Records contained in a dataset:
::::::::::

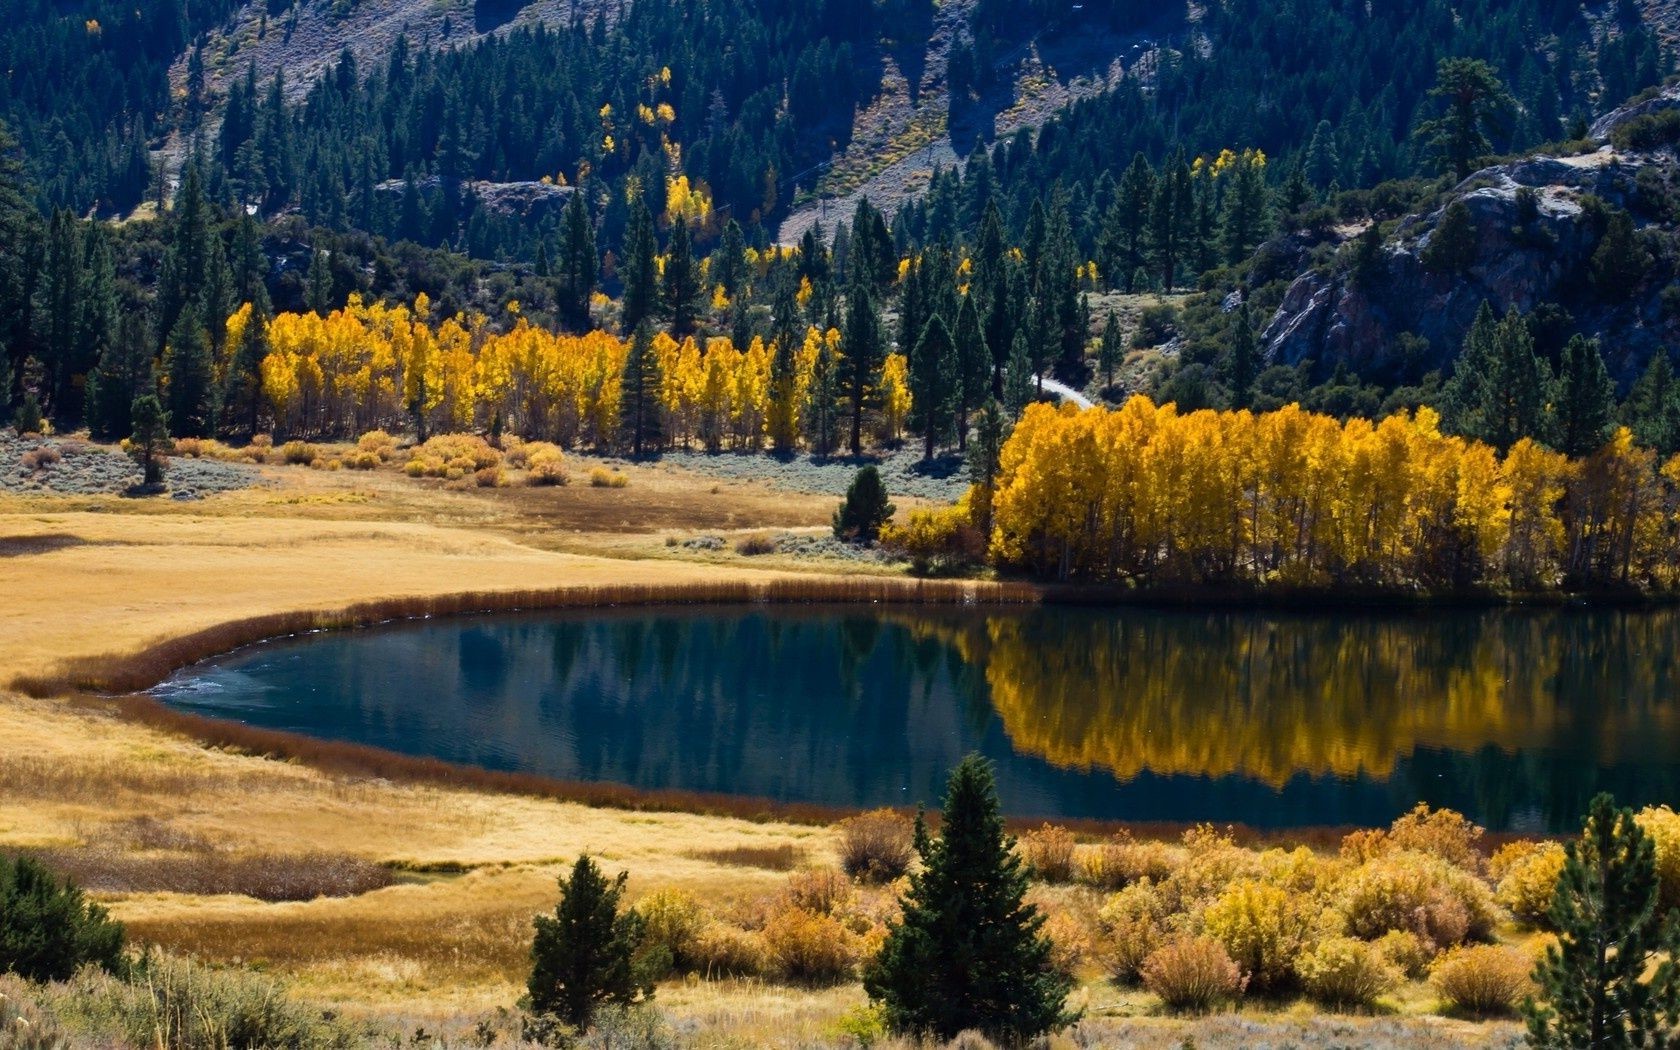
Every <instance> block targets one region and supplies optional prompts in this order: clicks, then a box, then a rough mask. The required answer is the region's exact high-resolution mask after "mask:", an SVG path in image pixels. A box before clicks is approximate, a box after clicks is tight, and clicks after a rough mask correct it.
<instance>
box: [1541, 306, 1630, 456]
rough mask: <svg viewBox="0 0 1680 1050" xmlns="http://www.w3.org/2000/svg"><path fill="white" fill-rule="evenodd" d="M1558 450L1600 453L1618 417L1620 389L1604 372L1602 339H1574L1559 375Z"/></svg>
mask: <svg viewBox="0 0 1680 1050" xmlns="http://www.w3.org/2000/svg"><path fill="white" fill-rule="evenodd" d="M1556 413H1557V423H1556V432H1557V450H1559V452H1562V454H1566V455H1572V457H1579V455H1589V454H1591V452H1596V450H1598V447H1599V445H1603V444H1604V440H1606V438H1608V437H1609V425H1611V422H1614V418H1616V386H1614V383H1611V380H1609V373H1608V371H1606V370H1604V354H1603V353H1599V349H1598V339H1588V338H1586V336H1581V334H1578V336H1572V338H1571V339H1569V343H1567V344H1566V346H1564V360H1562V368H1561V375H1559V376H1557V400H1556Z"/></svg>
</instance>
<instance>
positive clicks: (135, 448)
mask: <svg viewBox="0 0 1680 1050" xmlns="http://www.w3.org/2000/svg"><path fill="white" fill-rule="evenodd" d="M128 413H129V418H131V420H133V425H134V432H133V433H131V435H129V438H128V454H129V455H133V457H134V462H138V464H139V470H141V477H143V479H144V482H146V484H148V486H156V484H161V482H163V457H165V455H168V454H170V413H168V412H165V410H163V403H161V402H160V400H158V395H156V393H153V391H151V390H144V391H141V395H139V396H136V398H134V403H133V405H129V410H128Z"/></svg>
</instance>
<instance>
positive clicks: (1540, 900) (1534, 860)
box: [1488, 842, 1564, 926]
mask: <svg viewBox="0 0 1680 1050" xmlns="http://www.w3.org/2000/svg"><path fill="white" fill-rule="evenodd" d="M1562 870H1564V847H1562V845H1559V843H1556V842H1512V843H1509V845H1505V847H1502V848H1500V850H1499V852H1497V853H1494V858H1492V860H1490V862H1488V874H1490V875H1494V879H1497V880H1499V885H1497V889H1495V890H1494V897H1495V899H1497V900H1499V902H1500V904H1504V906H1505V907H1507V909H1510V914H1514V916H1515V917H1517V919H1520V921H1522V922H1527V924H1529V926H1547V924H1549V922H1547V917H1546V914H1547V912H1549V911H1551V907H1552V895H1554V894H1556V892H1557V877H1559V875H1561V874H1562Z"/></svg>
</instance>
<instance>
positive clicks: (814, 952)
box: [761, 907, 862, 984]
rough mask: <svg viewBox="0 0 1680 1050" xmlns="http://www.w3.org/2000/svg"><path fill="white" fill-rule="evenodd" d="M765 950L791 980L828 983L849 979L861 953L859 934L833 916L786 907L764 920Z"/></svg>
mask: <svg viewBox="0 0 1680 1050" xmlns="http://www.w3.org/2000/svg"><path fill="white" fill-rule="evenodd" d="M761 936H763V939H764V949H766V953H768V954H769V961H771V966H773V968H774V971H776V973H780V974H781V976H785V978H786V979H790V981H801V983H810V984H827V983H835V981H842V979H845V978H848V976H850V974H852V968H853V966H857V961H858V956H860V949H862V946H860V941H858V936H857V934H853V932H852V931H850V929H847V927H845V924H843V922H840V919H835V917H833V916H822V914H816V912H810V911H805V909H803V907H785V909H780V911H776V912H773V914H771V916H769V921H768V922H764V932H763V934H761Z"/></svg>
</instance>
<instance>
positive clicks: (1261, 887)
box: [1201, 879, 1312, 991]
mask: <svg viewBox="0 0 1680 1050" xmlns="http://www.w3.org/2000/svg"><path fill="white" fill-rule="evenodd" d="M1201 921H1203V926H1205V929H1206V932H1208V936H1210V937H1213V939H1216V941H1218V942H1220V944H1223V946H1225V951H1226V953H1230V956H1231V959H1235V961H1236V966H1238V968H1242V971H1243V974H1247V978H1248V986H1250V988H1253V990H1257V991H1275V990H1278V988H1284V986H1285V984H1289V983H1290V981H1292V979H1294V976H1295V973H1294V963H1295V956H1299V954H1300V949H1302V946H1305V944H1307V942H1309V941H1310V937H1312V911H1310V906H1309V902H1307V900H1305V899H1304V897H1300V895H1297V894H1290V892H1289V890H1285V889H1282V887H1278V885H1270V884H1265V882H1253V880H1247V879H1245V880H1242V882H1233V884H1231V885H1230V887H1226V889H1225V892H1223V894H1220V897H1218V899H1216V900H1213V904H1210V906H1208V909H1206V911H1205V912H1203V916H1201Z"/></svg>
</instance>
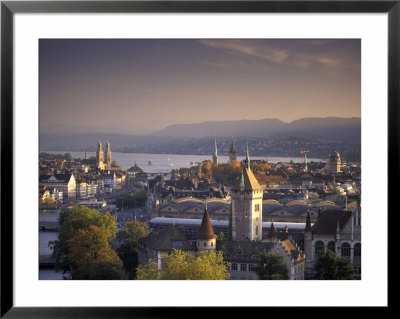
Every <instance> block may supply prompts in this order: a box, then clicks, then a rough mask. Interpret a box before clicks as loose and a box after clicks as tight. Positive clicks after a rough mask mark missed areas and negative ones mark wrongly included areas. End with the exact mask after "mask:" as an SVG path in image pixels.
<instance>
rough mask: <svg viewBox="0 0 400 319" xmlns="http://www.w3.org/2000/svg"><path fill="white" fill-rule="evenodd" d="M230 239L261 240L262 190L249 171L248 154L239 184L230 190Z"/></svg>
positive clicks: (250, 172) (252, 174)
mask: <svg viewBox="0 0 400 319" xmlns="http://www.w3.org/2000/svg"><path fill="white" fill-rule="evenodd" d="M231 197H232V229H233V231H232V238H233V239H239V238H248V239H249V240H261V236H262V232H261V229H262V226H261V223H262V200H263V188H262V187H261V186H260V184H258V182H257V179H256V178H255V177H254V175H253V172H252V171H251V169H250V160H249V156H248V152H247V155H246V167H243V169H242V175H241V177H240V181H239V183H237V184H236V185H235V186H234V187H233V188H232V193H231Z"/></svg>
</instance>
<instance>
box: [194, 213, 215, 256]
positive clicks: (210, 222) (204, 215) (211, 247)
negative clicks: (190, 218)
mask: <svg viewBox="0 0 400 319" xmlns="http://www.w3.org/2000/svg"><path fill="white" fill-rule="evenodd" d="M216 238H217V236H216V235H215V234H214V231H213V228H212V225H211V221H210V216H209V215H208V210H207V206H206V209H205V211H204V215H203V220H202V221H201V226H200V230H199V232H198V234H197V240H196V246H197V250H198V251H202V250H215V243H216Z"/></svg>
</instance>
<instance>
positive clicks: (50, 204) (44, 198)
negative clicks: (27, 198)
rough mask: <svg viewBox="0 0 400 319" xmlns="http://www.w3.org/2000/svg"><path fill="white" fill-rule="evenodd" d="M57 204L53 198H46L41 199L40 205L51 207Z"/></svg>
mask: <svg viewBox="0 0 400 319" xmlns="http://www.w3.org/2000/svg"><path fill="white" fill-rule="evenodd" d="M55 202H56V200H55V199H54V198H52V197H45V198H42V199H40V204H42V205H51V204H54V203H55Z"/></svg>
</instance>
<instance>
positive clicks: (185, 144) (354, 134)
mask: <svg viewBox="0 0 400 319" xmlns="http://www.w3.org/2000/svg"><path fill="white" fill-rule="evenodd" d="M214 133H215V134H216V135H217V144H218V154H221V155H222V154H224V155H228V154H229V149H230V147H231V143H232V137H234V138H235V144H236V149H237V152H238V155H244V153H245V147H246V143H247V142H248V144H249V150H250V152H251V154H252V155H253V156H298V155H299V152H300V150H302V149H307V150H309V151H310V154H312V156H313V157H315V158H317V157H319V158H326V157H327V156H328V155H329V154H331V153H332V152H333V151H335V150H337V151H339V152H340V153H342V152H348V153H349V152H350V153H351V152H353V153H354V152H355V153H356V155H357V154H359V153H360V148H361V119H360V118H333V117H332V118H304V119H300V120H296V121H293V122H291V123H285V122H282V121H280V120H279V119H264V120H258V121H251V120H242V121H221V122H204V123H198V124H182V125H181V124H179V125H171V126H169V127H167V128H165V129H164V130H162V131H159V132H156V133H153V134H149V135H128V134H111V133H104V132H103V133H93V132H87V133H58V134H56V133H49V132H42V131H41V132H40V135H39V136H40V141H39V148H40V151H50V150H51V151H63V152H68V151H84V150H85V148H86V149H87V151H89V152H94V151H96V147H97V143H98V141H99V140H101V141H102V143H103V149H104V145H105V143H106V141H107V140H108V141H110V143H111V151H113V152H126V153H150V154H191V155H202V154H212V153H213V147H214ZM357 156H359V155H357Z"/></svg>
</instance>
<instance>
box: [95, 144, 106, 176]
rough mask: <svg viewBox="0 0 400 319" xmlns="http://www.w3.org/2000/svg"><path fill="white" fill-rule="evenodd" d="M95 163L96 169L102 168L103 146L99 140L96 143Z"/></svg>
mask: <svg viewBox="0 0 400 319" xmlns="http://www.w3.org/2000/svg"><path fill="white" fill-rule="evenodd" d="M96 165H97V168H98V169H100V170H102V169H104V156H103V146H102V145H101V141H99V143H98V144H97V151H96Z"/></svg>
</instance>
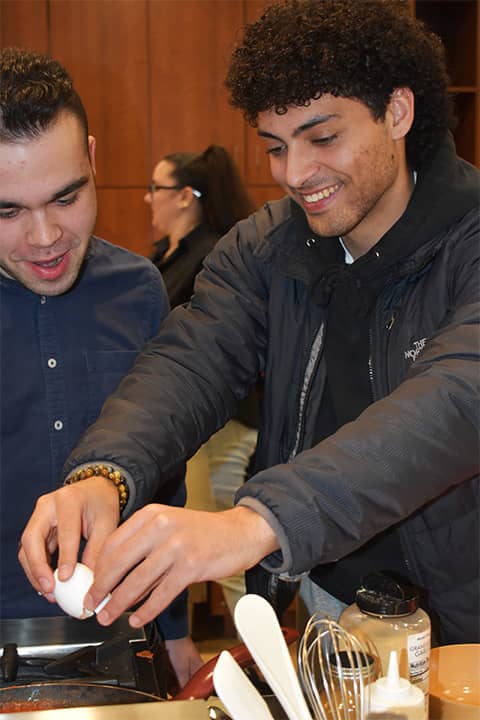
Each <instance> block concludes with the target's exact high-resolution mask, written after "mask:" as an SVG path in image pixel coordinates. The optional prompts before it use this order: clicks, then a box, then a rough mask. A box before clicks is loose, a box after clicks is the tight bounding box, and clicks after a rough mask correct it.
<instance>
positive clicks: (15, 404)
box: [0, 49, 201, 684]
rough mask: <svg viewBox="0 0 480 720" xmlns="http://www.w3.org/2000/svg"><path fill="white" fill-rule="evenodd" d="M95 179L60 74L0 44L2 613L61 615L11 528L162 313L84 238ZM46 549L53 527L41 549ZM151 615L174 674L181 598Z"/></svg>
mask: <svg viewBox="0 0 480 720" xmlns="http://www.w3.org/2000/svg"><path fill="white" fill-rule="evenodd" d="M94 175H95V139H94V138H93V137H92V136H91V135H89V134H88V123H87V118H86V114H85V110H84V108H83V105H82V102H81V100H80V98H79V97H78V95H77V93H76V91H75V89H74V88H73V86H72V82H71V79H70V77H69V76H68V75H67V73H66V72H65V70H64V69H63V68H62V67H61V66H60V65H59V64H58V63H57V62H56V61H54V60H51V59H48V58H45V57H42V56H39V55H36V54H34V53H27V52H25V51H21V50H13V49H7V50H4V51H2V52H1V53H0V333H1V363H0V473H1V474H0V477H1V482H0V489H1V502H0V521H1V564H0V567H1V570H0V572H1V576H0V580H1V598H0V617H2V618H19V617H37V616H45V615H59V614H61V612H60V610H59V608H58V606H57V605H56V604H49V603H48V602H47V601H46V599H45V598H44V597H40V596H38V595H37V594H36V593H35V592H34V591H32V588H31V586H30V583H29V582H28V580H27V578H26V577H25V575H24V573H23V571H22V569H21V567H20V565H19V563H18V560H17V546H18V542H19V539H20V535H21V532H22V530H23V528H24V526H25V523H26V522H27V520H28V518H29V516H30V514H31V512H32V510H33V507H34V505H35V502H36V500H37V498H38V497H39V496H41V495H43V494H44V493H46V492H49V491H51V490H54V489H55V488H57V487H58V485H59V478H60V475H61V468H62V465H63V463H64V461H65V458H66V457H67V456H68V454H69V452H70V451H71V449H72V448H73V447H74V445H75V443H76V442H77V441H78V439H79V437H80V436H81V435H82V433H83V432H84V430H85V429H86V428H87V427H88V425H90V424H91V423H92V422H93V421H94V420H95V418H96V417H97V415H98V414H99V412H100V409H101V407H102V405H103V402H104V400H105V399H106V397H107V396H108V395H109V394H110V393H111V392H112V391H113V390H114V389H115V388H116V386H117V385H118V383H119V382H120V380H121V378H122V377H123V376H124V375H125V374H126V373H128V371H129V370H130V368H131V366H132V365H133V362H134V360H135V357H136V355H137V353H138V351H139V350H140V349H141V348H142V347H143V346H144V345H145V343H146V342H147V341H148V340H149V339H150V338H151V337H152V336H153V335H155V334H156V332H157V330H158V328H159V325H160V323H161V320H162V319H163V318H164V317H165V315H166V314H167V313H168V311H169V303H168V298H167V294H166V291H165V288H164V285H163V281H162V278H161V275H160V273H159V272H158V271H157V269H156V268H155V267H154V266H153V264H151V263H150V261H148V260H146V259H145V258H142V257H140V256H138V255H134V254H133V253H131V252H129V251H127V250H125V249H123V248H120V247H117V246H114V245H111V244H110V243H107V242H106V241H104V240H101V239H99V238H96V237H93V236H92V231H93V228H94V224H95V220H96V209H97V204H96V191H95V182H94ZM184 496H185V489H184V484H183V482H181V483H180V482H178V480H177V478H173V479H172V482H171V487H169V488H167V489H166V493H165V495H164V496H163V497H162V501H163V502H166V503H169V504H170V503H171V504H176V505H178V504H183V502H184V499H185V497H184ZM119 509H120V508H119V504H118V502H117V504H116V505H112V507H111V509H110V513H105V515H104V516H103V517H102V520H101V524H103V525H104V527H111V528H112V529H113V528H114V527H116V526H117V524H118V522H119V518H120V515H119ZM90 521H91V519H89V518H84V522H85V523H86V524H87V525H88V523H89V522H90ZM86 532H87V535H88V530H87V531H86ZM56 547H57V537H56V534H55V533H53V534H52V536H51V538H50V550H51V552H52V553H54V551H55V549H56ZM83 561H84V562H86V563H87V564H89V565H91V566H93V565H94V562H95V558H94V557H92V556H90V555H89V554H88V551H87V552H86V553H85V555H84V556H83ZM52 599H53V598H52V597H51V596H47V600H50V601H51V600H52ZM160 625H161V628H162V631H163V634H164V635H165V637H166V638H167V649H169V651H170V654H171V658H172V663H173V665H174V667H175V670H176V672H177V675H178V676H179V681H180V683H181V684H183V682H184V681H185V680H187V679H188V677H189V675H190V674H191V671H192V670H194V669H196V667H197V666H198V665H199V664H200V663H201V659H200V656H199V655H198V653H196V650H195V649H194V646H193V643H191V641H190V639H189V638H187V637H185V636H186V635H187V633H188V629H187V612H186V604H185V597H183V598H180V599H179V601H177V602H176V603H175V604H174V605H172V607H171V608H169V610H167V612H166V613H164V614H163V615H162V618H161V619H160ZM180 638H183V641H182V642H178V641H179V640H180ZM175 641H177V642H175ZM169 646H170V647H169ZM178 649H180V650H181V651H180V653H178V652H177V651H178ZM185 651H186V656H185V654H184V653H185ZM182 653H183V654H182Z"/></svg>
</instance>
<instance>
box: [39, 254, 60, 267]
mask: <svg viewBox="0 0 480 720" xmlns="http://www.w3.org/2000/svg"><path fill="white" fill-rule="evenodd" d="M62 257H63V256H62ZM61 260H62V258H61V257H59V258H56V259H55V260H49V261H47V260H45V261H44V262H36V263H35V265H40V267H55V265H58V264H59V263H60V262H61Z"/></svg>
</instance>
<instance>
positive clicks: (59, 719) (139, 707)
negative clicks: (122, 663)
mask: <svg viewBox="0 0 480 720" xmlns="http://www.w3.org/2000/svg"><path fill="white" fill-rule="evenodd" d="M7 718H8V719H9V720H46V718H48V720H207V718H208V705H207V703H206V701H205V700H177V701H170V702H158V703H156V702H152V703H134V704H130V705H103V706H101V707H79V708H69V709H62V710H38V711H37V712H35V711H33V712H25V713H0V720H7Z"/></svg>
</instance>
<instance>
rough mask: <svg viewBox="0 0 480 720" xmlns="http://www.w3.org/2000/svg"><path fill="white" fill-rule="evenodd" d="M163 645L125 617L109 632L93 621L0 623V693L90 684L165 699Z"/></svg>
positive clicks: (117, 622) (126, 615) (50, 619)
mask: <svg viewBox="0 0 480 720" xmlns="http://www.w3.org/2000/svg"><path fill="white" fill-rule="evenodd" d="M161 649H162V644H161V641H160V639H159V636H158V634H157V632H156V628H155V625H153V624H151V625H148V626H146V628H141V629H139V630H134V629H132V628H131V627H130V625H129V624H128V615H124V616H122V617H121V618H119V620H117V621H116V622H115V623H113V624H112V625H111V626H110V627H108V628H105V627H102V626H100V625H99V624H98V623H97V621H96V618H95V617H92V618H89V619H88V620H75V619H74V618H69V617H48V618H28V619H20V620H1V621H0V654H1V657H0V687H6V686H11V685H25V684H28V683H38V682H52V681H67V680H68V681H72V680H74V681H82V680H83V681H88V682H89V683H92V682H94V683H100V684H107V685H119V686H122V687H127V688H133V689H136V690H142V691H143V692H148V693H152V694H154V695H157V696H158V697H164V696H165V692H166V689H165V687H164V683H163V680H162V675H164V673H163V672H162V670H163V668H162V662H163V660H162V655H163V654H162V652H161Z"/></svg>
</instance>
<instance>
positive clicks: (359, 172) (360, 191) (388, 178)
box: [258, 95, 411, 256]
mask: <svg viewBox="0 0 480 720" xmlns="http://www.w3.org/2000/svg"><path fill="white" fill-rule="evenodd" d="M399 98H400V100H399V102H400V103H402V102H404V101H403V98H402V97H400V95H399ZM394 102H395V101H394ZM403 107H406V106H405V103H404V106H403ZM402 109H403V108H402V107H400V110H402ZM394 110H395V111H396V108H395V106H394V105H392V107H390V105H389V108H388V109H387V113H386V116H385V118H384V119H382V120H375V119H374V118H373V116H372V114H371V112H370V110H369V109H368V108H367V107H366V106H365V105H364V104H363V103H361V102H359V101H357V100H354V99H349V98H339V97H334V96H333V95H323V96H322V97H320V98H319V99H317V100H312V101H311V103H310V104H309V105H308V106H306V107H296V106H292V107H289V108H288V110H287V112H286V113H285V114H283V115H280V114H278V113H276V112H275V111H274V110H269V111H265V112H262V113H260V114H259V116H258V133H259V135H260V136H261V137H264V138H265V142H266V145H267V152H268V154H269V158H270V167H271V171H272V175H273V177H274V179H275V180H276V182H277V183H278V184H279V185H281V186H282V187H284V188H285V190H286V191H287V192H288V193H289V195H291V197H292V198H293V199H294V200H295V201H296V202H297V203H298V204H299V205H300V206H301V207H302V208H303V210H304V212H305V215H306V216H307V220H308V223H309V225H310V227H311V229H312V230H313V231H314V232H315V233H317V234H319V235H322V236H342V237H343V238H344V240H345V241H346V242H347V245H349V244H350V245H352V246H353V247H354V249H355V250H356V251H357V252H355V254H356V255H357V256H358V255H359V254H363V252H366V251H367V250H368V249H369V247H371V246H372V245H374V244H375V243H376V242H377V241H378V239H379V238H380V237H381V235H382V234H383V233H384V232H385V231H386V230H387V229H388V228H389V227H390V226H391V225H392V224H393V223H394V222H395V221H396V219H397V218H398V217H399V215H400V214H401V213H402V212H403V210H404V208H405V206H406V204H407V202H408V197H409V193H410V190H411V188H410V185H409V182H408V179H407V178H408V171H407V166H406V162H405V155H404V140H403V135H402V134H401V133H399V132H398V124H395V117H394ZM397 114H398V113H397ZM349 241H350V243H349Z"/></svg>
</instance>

::::::::::

[Instructions to follow]:
Report every line of the records above that contains the word "loose", treating case as significant.

[Task solution]:
Every <instance> block may supply prompts in this order: a box, then clicks, then a rough mask. Interpret a box before clicks as loose and a box after clicks as tight. Positive clicks after a rough mask mark missed areas and negative ones mark wrongly included areas. End with the exact mask after "mask:" as an SVG path in image pixels.
Each <instance> block concludes with the target's exact high-resolution mask, written after "mask:" as an SVG path in image pixel coordinates. The optional prompts before it use this order: clicks, then a box, then a rough mask. A box before clicks is loose, a box after clicks is the tight bounding box, and clicks after a rough mask correct it.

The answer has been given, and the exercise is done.